How many lines in the listing below contain the word "chalet"? Case counts. Reply with the number alone.
** Start of EXTRACTED MATERIAL **
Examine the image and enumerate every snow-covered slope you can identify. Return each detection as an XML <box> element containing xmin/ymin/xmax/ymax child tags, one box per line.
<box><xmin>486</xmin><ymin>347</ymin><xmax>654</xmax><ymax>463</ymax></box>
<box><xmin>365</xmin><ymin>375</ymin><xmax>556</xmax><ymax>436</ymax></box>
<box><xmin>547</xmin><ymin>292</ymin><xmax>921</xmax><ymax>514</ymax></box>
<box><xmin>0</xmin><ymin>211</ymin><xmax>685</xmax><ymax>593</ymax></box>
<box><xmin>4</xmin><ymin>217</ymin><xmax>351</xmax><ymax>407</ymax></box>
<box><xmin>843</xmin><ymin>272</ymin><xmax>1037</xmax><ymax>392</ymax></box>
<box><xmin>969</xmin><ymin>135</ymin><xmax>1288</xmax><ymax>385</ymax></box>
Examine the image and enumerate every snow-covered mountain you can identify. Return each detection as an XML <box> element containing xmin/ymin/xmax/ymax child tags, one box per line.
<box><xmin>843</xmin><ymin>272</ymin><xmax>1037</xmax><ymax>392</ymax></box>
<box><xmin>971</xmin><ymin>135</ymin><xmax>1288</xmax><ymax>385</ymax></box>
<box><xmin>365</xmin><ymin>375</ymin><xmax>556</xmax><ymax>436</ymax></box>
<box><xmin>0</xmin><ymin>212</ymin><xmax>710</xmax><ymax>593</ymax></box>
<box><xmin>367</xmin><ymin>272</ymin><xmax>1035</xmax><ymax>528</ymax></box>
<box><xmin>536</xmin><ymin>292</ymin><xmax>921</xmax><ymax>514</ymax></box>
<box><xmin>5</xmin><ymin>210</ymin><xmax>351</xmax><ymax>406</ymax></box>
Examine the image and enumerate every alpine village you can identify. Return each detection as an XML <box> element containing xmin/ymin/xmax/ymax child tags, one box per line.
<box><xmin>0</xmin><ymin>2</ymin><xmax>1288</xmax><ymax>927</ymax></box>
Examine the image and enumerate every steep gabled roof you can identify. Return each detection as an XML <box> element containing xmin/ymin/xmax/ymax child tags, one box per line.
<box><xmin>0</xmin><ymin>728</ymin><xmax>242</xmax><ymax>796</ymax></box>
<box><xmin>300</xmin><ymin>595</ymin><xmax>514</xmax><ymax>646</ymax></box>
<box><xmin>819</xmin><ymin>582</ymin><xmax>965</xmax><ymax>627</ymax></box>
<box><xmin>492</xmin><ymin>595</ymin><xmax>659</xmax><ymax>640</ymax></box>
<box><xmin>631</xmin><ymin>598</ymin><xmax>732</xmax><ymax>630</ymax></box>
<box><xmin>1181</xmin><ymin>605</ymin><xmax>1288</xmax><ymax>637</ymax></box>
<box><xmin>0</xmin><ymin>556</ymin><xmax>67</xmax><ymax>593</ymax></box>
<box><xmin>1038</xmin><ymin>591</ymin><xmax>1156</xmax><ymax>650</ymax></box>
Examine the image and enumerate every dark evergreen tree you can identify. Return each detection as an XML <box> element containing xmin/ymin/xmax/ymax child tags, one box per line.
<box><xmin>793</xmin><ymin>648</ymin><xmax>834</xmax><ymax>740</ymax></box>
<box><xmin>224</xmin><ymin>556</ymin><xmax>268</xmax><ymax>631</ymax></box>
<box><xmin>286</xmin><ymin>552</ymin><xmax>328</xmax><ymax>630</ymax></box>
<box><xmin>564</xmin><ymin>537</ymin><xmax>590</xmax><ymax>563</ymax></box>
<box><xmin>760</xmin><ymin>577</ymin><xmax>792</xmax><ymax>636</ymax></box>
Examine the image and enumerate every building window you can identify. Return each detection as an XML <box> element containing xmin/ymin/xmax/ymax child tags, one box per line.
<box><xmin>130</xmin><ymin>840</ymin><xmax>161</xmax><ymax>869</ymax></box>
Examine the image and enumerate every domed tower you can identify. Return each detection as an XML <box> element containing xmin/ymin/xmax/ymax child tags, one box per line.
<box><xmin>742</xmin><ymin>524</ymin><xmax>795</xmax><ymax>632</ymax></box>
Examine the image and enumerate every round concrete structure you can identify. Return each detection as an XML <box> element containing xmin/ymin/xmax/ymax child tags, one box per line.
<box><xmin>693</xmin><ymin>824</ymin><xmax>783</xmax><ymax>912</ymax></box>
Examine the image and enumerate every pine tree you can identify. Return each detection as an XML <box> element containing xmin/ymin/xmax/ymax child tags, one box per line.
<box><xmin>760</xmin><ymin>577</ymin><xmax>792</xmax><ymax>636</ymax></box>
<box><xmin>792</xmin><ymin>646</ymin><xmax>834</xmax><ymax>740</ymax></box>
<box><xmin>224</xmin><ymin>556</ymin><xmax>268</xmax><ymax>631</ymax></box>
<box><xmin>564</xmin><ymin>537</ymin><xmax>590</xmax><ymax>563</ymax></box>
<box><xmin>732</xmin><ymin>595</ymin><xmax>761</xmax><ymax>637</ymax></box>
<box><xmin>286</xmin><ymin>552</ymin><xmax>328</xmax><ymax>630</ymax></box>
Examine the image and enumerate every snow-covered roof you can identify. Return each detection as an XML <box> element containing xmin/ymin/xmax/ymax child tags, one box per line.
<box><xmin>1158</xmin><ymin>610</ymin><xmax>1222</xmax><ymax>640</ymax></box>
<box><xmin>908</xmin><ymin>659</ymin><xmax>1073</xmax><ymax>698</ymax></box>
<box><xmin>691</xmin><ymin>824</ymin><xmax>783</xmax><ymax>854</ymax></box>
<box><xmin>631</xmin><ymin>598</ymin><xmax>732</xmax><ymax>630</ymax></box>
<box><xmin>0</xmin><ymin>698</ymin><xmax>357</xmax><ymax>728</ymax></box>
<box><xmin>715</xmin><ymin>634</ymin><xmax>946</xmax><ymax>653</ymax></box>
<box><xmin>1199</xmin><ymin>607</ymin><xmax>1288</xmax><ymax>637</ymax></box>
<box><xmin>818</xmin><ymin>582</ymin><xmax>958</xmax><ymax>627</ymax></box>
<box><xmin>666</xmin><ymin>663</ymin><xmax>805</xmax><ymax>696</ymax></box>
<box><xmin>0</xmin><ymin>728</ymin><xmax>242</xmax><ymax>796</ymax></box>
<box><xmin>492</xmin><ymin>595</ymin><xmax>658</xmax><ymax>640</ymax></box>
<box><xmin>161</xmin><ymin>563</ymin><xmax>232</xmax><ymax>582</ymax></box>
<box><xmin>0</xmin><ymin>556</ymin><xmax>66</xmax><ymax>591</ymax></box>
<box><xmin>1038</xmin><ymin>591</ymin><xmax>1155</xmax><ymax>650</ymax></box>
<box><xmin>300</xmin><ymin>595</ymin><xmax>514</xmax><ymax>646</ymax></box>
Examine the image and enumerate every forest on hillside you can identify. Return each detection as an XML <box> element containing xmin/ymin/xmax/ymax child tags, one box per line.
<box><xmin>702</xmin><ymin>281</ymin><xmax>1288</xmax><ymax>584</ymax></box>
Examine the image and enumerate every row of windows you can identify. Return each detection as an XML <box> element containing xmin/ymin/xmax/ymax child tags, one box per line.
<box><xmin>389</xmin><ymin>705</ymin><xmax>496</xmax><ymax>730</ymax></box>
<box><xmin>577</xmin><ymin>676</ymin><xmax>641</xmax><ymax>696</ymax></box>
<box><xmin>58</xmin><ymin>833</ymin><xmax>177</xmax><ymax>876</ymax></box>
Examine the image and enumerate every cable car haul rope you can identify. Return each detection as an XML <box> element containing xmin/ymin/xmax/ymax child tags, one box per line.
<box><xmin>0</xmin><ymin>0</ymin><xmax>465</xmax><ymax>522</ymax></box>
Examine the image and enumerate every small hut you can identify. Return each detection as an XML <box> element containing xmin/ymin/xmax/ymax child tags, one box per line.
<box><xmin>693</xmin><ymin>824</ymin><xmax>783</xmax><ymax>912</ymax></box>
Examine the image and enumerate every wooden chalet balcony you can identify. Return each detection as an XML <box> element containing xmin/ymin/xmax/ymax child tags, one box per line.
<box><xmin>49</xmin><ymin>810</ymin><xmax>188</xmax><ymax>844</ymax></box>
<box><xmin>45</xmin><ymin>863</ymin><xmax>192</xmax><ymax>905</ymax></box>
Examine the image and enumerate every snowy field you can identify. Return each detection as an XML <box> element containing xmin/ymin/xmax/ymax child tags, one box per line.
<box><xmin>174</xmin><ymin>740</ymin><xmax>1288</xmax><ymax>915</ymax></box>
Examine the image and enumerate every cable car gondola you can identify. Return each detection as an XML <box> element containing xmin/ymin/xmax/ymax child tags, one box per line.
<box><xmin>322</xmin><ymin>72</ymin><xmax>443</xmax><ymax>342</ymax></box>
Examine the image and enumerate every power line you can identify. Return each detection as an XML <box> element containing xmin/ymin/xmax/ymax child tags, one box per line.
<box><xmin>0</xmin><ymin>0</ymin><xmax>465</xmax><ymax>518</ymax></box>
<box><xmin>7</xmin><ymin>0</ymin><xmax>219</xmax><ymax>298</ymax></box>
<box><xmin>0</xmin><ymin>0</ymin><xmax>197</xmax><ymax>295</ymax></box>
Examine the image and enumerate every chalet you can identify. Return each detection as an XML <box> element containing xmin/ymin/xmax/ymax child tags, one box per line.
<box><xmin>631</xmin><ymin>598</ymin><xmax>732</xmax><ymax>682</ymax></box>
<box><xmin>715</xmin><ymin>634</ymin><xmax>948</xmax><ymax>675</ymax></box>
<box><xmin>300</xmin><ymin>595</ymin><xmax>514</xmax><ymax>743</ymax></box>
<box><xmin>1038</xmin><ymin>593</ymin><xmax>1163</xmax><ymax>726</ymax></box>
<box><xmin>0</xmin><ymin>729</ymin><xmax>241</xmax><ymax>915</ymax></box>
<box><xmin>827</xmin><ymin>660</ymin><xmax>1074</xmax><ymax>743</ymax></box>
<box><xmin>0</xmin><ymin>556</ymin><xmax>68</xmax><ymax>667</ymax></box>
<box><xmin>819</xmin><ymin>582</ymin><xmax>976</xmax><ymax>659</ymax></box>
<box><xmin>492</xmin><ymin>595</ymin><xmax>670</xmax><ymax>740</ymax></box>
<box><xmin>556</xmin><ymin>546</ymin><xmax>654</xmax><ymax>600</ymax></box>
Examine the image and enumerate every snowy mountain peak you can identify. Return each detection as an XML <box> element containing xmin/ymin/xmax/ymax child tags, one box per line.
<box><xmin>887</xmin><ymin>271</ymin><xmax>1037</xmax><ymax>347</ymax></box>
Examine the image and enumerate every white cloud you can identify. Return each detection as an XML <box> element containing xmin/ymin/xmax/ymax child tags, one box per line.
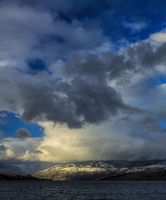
** End of EXTRACTED MATERIAL **
→ **SOLUTION TO THIS TASK**
2